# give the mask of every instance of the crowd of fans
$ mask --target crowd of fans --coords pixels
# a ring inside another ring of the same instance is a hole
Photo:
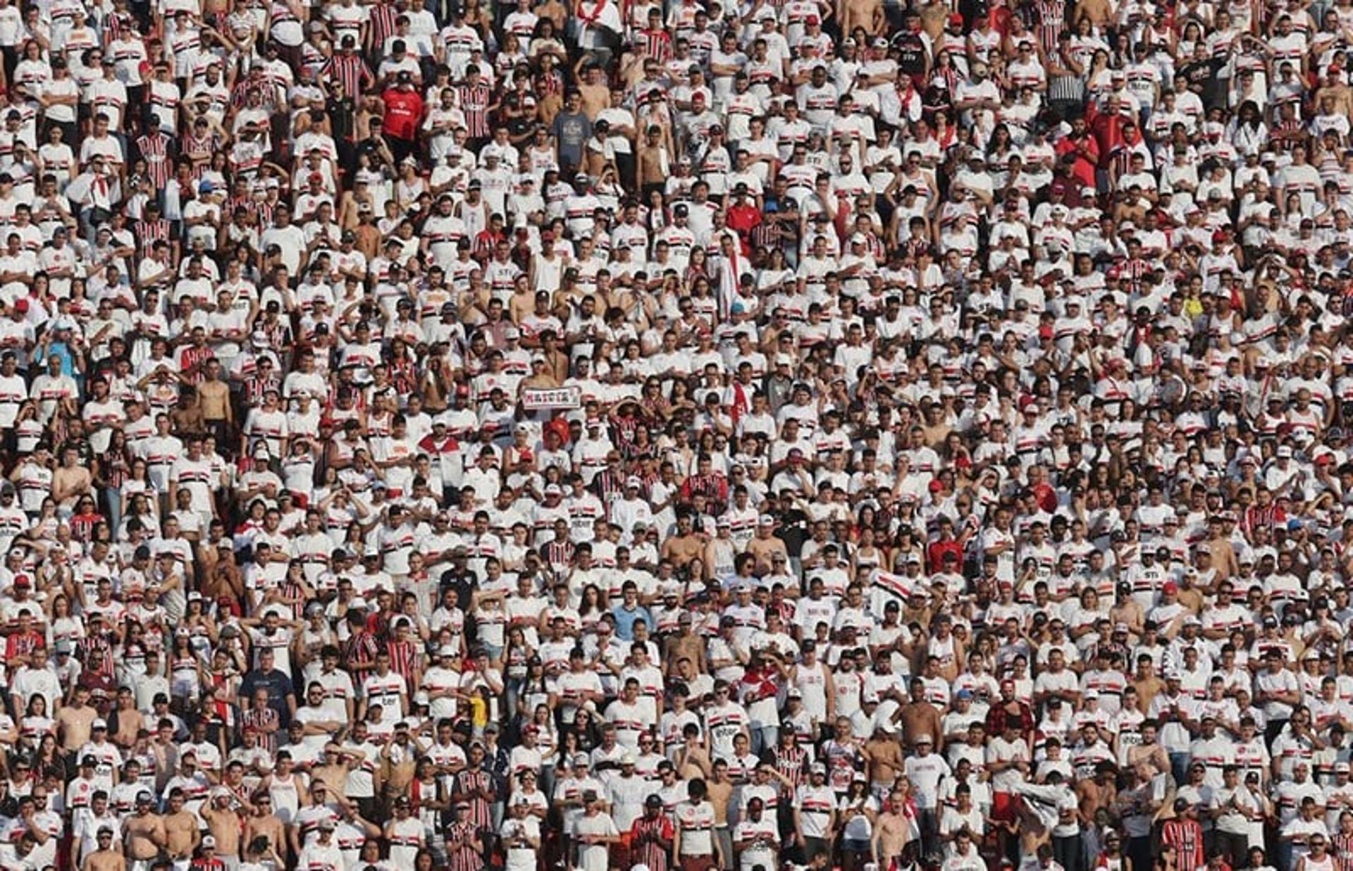
[[[1353,0],[0,0],[0,871],[1353,870]]]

----------

▶ [INSTRUCTION] Repeat every line of the items above verbatim, leaving the pictures out of your answer.

▶ [ANSWER BELOW]
# give the mask of every instance of the crowd of fans
$ mask --target crowd of fans --coords pixels
# a ring inside another ring of the same instance is a hole
Photo:
[[[1353,0],[0,0],[0,871],[1353,870]]]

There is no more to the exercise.